SOURCE EXCERPT »
○ ○ ○ ○
Richard Matthew McCutchen wrote:
On Tue, 2008-01-15 at 14:49 -0500, Bill Chimiak wrote:
I have done some FC5 to FC6 upgrades
by just doing the old
1. Do a "yum clean all" to remove all the old yum cruft.
2. Install the fedora-release for Fedora Core 6. Use the rpm
command:
rpm -Uhv
http://download.fedora.redhat.com/pub/fedora/linux/core/6/i386/os/Fedora/R
PMS/fedora-release-6-4.noarch.rpm
http://download.fedora.redhat.com/pub/fedora/linux/core/6/i386/os/Fedora/RPMS/fedor
a-release-notes-6-3.noarch.rpm
3. Run the yum update: yum -y update. At this point I had to remove
a few packages to get past dependency issues they weren't important
and I just added them back after the update.
I even did a FC7 to FC8 that way. I was wondering if it would be better to do
a
yum upgrade
instead.
I do not know what the --obsoletes really does.
○ ○ ○ ○
DATA SUPPLIED »

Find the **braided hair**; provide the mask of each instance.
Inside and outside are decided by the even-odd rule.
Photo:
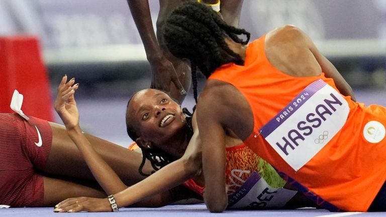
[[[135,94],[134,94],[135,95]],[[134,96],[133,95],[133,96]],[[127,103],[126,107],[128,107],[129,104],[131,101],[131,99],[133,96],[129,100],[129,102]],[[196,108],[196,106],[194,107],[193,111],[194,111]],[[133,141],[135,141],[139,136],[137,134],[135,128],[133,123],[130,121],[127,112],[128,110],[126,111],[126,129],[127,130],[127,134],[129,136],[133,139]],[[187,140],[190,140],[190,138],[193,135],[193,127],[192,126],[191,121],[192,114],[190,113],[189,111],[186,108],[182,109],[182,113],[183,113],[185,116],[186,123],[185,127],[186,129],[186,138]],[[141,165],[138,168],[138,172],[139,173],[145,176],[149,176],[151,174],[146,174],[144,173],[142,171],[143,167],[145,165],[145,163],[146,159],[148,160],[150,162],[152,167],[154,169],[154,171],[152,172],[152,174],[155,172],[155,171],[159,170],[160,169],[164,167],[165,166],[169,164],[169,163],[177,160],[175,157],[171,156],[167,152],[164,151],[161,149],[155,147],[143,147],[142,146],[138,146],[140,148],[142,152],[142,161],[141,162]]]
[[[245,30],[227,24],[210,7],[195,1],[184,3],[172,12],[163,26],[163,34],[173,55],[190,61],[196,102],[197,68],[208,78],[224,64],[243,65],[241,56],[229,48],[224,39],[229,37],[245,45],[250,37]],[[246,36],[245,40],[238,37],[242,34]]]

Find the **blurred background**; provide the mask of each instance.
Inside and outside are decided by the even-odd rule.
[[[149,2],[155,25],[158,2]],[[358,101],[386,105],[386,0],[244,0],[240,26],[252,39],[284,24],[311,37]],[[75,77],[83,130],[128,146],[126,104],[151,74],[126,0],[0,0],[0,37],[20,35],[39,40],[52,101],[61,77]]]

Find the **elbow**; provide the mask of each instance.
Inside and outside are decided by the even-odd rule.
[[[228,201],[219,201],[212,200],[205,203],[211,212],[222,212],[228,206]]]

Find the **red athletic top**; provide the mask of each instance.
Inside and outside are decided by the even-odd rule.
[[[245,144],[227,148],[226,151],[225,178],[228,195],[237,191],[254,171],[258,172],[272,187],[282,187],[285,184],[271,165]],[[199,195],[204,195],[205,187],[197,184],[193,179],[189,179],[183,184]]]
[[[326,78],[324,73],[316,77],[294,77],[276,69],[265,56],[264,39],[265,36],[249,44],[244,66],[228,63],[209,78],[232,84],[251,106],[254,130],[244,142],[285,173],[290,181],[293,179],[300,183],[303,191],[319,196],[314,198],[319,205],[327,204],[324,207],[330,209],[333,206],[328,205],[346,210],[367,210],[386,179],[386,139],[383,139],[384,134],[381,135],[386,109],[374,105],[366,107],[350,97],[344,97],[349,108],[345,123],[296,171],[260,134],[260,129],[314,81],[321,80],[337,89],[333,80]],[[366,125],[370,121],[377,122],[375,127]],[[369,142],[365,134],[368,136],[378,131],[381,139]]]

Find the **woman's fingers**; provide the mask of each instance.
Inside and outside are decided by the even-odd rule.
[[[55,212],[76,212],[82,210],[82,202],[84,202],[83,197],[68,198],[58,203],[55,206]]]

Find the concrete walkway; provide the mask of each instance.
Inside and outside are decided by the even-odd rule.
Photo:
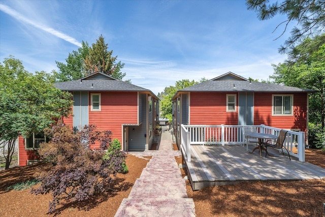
○ ○ ○ ○
TO DO » Reproduce the full mailing-list message about upgrading Fedora with yum, with no changes.

WRITTEN SOLUTION »
Richard Matthew McCutchen wrote:
On Tue, 2008-01-15 at 14:49 -0500, Bill Chimiak wrote:
I have done some FC5 to FC6 upgrades
by just doing the old
1. Do a "yum clean all" to remove all the old yum cruft.
2. Install the fedora-release for Fedora Core 6. Use the rpm
command:
rpm -Uhv
http://download.fedora.redhat.com/pub/fedora/linux/core/6/i386/os/Fedora/R
PMS/fedora-release-6-4.noarch.rpm
http://download.fedora.redhat.com/pub/fedora/linux/core/6/i386/os/Fedora/RPMS/fedor
a-release-notes-6-3.noarch.rpm
3. Run the yum update: yum -y update. At this point I had to remove
a few packages to get past dependency issues they weren't important
and I just added them back after the update.
I even did a FC7 to FC8 that way. I was wondering if it would be better to do
a
yum upgrade
instead.
I do not know what the --obsoletes really does.